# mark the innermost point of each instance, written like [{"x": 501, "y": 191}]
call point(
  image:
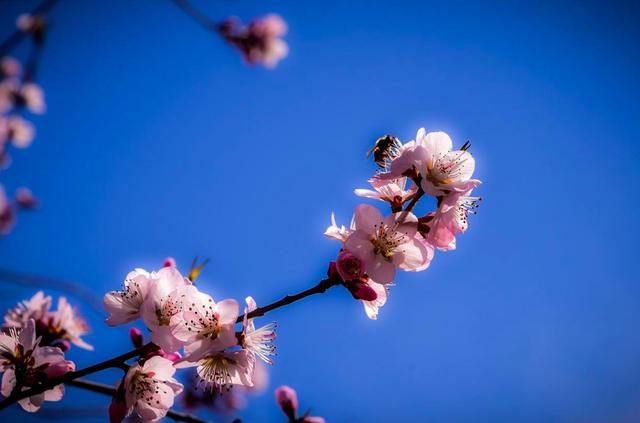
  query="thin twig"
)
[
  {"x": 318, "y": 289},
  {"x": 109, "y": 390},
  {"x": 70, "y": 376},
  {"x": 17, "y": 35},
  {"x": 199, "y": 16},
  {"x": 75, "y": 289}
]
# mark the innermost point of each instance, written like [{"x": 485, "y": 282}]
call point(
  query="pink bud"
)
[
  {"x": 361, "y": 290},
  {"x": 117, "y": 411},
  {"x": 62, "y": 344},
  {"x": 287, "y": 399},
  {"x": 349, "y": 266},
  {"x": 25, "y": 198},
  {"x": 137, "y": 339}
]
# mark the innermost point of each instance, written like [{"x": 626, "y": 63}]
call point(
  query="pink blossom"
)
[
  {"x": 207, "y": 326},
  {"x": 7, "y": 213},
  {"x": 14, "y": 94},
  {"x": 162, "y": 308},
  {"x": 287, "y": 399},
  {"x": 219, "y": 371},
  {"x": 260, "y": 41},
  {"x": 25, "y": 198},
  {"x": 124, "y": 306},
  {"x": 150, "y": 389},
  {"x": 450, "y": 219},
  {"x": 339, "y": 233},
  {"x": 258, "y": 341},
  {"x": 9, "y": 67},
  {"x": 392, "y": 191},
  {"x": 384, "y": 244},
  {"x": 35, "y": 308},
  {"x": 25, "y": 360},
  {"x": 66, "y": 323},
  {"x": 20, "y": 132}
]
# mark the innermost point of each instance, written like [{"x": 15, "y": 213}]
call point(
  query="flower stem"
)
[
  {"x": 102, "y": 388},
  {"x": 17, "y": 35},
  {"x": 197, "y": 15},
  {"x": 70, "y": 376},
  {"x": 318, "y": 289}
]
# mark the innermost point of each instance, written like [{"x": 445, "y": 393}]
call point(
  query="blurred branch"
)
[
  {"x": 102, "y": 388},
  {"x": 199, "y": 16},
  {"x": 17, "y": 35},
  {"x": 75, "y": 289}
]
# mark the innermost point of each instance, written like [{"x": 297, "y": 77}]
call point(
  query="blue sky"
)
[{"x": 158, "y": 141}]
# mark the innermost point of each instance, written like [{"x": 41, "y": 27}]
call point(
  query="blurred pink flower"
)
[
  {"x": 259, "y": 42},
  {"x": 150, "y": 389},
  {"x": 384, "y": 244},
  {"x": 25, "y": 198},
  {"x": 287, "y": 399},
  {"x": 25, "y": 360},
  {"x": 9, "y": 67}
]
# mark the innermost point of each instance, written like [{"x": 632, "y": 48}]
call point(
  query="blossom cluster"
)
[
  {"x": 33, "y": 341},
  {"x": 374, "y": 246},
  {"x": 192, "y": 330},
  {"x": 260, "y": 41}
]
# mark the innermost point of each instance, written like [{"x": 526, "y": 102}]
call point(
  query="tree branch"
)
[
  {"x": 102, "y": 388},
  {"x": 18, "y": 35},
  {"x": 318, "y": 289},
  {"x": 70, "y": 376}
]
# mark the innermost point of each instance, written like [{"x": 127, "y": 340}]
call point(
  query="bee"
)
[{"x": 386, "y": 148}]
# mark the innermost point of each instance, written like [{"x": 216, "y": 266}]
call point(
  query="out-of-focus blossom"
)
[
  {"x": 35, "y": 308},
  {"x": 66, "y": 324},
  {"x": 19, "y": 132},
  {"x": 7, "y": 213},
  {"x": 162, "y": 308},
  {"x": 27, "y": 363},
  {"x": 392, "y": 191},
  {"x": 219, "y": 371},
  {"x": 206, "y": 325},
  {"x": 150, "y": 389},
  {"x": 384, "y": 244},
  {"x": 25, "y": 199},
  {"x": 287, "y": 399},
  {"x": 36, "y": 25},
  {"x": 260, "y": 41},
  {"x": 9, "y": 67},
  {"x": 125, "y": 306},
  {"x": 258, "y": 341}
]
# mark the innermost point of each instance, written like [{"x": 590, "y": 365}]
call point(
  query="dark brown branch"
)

◆ ◆ ◆

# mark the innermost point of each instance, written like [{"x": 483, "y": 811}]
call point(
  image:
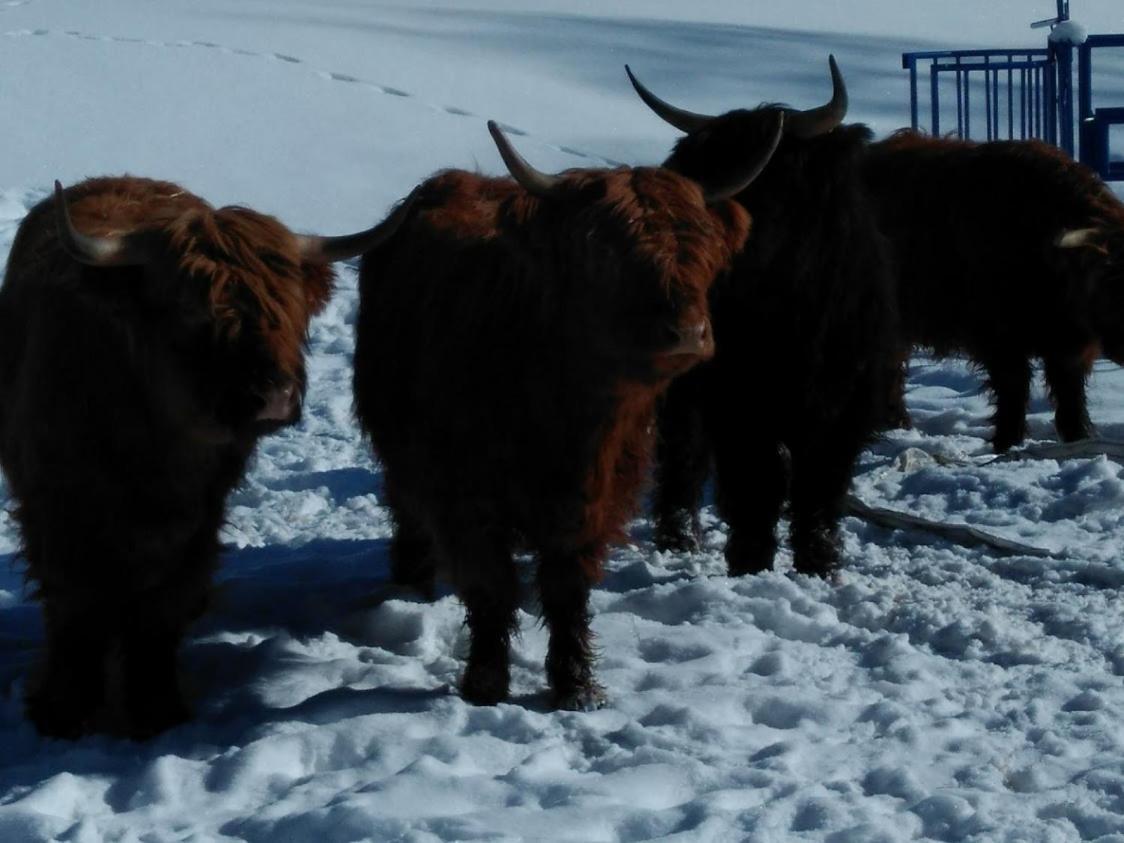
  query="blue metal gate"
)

◆ ◆ ◆

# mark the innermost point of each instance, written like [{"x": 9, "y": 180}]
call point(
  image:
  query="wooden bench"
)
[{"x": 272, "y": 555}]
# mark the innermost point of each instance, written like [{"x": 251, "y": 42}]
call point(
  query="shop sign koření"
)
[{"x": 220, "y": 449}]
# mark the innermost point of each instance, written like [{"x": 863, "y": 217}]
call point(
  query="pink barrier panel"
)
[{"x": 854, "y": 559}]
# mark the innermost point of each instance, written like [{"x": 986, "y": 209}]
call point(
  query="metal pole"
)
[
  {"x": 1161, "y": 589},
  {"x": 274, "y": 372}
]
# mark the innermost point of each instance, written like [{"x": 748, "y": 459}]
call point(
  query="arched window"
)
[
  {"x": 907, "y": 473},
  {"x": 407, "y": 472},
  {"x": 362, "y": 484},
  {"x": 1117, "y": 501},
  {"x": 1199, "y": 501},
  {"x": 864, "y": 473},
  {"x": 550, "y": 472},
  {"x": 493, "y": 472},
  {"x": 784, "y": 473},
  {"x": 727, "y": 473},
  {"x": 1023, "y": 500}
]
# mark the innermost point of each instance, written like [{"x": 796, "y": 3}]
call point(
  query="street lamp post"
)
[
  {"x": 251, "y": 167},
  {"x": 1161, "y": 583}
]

◆ ◆ ◆

● **Challenge**: Identify every line in the rows above that contains the string "flower", and copy each of those lines in full. Case counts.

● **Task answer**:
  query="flower stem"
  query="blurred pink flower"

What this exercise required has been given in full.